Will you give every entry again exactly as it stands?

**** PROVIDED ENTRIES

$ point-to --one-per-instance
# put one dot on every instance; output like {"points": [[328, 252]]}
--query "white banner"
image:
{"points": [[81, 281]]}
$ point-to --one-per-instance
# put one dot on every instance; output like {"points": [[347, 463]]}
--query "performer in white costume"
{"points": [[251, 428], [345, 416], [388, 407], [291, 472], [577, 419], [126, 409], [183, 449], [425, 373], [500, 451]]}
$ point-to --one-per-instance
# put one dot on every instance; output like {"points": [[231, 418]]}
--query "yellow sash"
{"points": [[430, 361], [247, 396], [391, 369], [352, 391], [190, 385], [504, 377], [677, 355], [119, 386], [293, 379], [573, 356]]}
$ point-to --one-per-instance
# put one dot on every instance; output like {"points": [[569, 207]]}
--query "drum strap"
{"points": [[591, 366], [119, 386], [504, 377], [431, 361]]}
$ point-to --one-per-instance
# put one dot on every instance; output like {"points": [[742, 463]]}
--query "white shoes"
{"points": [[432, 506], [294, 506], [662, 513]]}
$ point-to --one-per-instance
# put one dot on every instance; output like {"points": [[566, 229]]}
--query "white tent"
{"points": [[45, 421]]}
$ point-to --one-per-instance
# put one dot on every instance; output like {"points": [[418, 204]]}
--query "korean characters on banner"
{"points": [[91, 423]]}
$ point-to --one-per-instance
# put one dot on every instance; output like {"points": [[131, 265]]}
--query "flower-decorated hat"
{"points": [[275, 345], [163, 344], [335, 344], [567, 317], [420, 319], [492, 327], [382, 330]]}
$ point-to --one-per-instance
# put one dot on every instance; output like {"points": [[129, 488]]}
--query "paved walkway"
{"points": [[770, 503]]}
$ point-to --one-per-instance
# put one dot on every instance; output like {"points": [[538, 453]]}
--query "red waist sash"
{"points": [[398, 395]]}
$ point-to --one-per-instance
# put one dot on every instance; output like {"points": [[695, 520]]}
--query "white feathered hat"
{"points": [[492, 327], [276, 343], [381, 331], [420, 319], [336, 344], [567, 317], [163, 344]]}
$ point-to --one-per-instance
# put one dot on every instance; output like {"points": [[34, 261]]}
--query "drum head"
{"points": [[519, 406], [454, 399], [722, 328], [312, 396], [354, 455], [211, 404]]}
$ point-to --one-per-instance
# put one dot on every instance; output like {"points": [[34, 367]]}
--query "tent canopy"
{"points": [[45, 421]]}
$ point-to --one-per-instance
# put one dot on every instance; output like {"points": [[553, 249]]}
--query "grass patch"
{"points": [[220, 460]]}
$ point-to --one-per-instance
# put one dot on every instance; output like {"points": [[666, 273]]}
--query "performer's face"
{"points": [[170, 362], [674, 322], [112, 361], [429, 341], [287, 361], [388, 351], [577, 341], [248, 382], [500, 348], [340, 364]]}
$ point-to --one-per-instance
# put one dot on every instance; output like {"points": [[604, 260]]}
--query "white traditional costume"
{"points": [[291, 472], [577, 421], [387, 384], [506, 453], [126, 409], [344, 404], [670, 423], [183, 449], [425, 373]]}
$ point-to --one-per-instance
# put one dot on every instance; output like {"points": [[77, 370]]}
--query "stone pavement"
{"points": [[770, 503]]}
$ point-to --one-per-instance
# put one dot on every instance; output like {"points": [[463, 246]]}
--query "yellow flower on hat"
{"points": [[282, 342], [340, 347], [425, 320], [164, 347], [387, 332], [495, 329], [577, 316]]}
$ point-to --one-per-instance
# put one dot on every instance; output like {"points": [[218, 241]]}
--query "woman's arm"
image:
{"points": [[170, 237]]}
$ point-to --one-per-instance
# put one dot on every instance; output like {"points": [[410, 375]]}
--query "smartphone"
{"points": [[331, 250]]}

********

■ RESULT:
$ point-to --one-per-instance
# put one dot on every instance; output like {"points": [[328, 252]]}
--query "white banner"
image:
{"points": [[81, 281]]}
$ point-to --one-per-instance
# put one dot on every instance; output like {"points": [[347, 463]]}
--query "performer in white costume"
{"points": [[251, 428], [345, 416], [388, 407], [291, 472], [577, 419], [126, 409], [183, 449], [425, 373], [500, 451]]}
$ point-to --one-per-instance
# put one dot on every instance; output like {"points": [[231, 418]]}
--query "yellow sash"
{"points": [[430, 361], [247, 396], [391, 369], [352, 391], [190, 385], [504, 377], [677, 355], [119, 386], [293, 379], [573, 356]]}
$ point-to --one-per-instance
# put one dot on every instance; output like {"points": [[569, 207]]}
--query "drum strap"
{"points": [[591, 366], [119, 386], [504, 377], [431, 361]]}
$ point-to --one-per-instance
# put one dot on every instance; output like {"points": [[742, 463]]}
--query "white shoes"
{"points": [[432, 506], [294, 506], [662, 513]]}
$ point-to --one-per-instance
# put one dot on every instance; output like {"points": [[566, 229]]}
--query "white tent"
{"points": [[45, 421]]}
$ point-to --one-per-instance
# put one dot on every instance; output like {"points": [[418, 204]]}
--query "korean characters on banner"
{"points": [[91, 423]]}
$ point-to --one-per-instance
# put one dot on every instance; output like {"points": [[131, 265]]}
--query "flower-decorated hat"
{"points": [[275, 345], [163, 344], [335, 344], [567, 317], [420, 319], [492, 327], [382, 330]]}
$ point-to --one-per-instance
# put one dot on every instance; output like {"points": [[129, 488]]}
--query "paved walkway"
{"points": [[770, 503]]}
$ point-to --one-per-instance
# put one dot on every instance; output like {"points": [[538, 453]]}
--query "red waist sash"
{"points": [[398, 395]]}
$ point-to --one-per-instance
# put one dot on every instance; output like {"points": [[695, 520]]}
--query "white feathered hat"
{"points": [[492, 327], [276, 343], [381, 331], [420, 319], [336, 344], [567, 317], [163, 344]]}
$ point-to --one-per-instance
# put one dot on every instance; output like {"points": [[34, 261]]}
--query "drum head"
{"points": [[519, 406], [454, 399], [722, 328], [312, 396], [354, 455], [211, 404]]}
$ point-to --one-per-instance
# put one dot on every instance; output like {"points": [[34, 367]]}
--query "tent canopy"
{"points": [[45, 421]]}
$ point-to --one-per-instance
# put one dot on every instance; output like {"points": [[553, 249]]}
--query "grass patch"
{"points": [[220, 460]]}
$ point-to --one-per-instance
# put one dot on every instance; output like {"points": [[666, 273]]}
--query "performer's face"
{"points": [[170, 362], [674, 322], [112, 361], [429, 341], [287, 361], [388, 351], [577, 341], [248, 382], [500, 348], [340, 364]]}
$ point-to --one-per-instance
# put one dot on every instance; output like {"points": [[604, 260]]}
--query "white traditional costume"
{"points": [[291, 472], [577, 421], [387, 384], [506, 453], [126, 409], [344, 404], [670, 423], [183, 449], [425, 373]]}
$ point-to --one-per-instance
# put one dot on every instance; output like {"points": [[77, 370]]}
--query "stone pavement"
{"points": [[770, 503]]}
$ point-to --one-per-instance
# put one dot on every instance; output like {"points": [[463, 246]]}
--query "yellow flower on hat"
{"points": [[282, 342], [340, 347], [425, 320], [164, 347], [387, 332], [495, 329], [577, 316]]}
$ point-to --one-per-instance
# put one dot on every instance; output like {"points": [[218, 241]]}
--query "woman's arm"
image:
{"points": [[170, 237]]}
$ point-to --one-per-instance
# put one dot on every instance; output like {"points": [[410, 375]]}
--query "smartphone"
{"points": [[331, 250]]}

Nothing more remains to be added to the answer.